# Written request
Substitute "Mark" for "Show me" in the entries from the line containing "Where can you see the green" through the final entry, and reproduce only those lines with everything else unchanged.

# Raw data
»»

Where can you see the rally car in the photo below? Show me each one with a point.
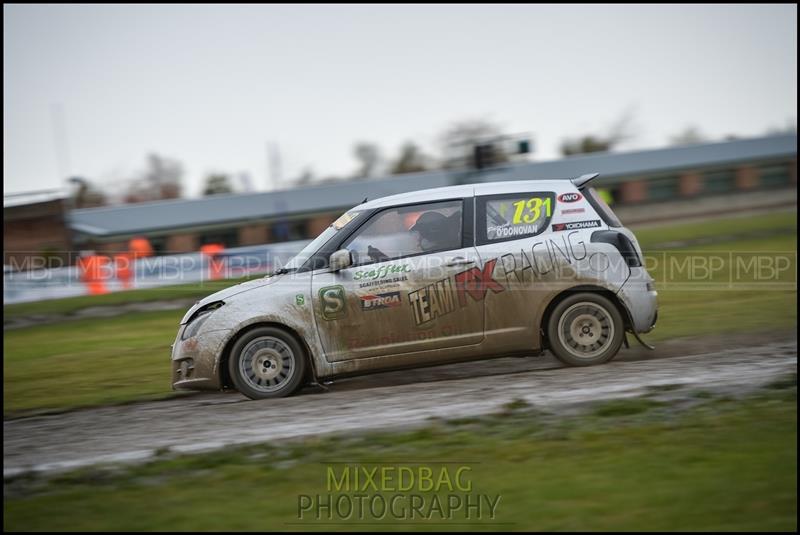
(442, 275)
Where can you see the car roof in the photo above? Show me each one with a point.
(468, 190)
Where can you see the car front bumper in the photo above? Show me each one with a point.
(195, 360)
(642, 303)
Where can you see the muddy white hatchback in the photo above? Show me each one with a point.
(442, 275)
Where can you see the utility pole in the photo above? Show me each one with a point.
(60, 140)
(274, 165)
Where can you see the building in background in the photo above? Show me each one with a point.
(647, 185)
(35, 225)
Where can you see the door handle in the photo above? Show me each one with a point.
(458, 261)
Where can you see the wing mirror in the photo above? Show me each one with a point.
(340, 260)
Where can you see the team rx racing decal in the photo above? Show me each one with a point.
(570, 197)
(375, 302)
(437, 299)
(332, 302)
(576, 225)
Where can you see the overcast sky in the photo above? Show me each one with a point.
(211, 86)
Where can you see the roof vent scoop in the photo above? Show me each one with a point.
(582, 180)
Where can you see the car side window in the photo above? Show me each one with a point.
(512, 216)
(407, 231)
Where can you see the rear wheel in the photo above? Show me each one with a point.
(266, 362)
(585, 329)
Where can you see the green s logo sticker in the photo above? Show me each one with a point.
(332, 302)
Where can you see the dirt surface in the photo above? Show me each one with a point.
(201, 422)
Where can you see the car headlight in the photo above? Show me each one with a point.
(199, 318)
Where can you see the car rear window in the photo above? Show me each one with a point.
(512, 216)
(603, 209)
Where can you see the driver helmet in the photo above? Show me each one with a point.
(432, 228)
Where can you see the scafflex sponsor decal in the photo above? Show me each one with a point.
(576, 225)
(383, 282)
(570, 197)
(385, 300)
(380, 273)
(438, 299)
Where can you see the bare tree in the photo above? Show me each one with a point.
(217, 183)
(161, 180)
(619, 132)
(87, 195)
(410, 160)
(690, 135)
(369, 157)
(459, 140)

««

# Exercise result
Where can you see the green s logo sticker in the photo above? Mark each one with a point.
(332, 302)
Where can you see the dirt surface in the photo above? Mark each one with a point.
(201, 422)
Where can you see the car headlight in the photo above? Mark each one with a point.
(199, 318)
Where can you see the car rear window in the photo above? Mark each one with a point.
(512, 216)
(603, 209)
Where can you see the driver helmet in the photo above? Mark each one with a point.
(432, 228)
Where can you see the scafflex sponsor decal in the photo above? Mark each one with a point.
(576, 225)
(383, 282)
(570, 197)
(385, 300)
(380, 273)
(438, 299)
Where can you see the bare tree in the photo above? Mark each one with a point.
(217, 183)
(161, 180)
(619, 132)
(87, 195)
(410, 160)
(690, 135)
(369, 157)
(459, 140)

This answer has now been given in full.